• [SUPPLIED MATERIAL]
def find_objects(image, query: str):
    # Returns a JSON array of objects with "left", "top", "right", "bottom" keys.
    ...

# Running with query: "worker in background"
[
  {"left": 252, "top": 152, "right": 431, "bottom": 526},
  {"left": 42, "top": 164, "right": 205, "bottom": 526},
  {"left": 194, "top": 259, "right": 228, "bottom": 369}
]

• [WHAT NEEDS TO BE DONE] Turn the lines above into a JSON list of strings, one string per line, leaving out blank lines.

• [FULL RESPONSE]
[
  "def find_objects(image, query: str):",
  "    # Returns a JSON array of objects with \"left\", \"top\", \"right\", \"bottom\" keys.",
  "    ...",
  "# Running with query: \"worker in background\"",
  "[",
  "  {\"left\": 252, \"top\": 152, \"right\": 431, \"bottom\": 526},",
  "  {\"left\": 42, \"top\": 164, \"right\": 205, \"bottom\": 526},",
  "  {\"left\": 194, \"top\": 259, \"right\": 228, \"bottom\": 369}",
  "]"
]